Action item: Every line holding the string "like" should be copied out of the listing.

Source data:
Content starts

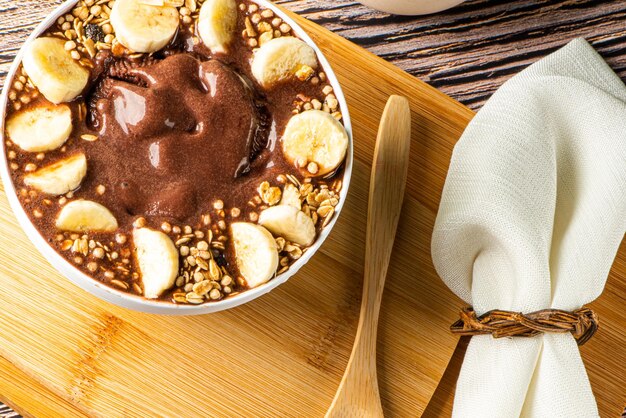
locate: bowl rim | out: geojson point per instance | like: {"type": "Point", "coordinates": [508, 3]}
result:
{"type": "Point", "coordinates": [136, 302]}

Content ends
Content starts

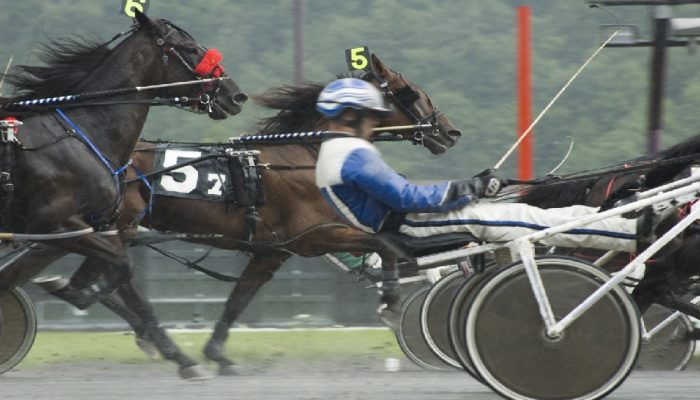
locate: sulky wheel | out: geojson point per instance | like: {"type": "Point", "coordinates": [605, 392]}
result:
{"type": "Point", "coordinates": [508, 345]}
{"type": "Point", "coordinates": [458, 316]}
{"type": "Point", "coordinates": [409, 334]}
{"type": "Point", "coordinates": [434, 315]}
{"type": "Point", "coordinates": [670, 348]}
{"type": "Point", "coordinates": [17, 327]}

Content ends
Content starts

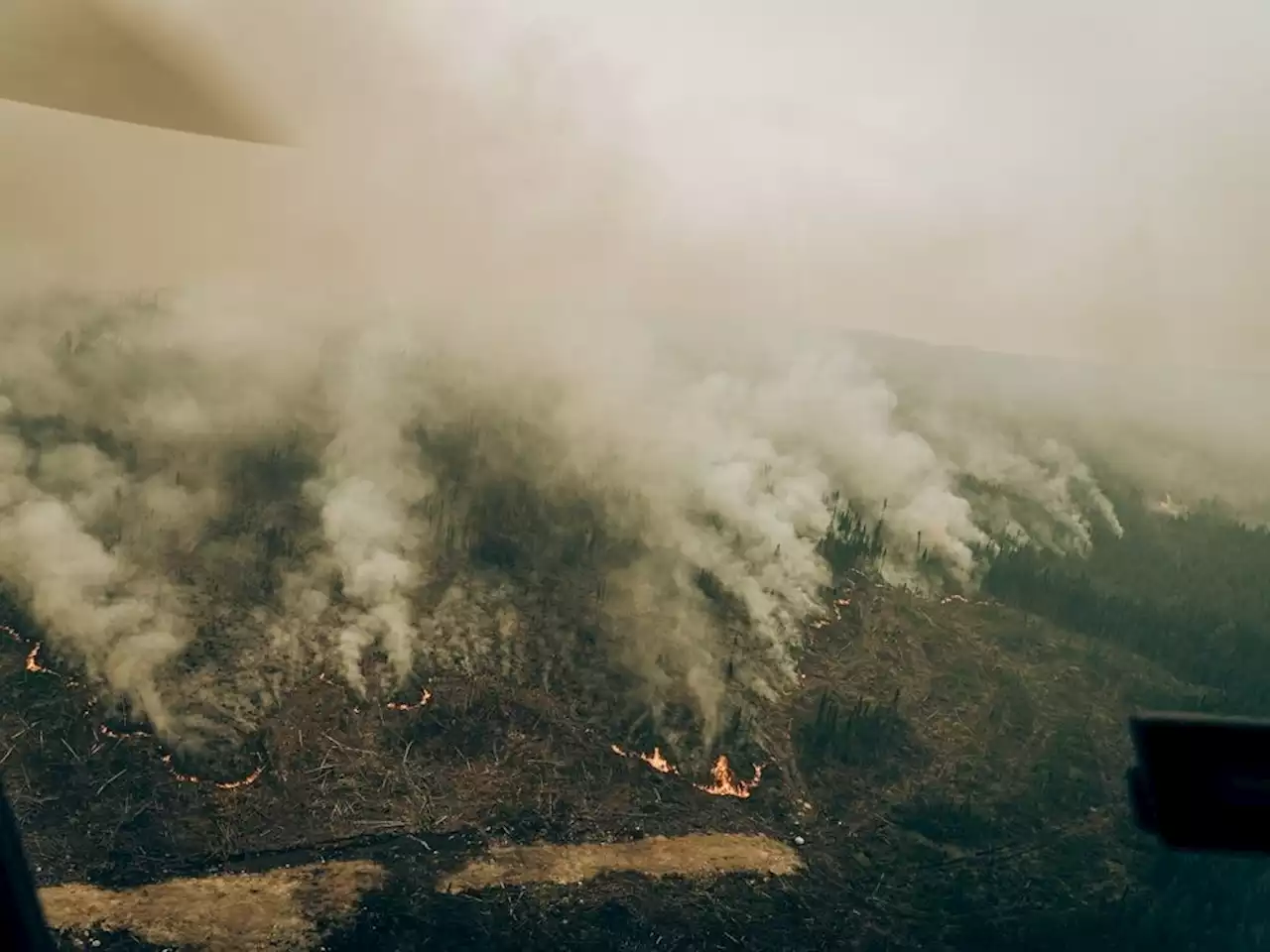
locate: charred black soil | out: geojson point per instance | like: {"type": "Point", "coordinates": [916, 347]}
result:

Content ends

Task result:
locate: bowl rim | out: geojson point per instance | like: {"type": "Point", "coordinates": [508, 3]}
locate: sulky wheel | out: geojson point per instance | like: {"type": "Point", "coordinates": [605, 392]}
locate: charred black soil | out: geojson point per instance | like: {"type": "Point", "coordinates": [916, 347]}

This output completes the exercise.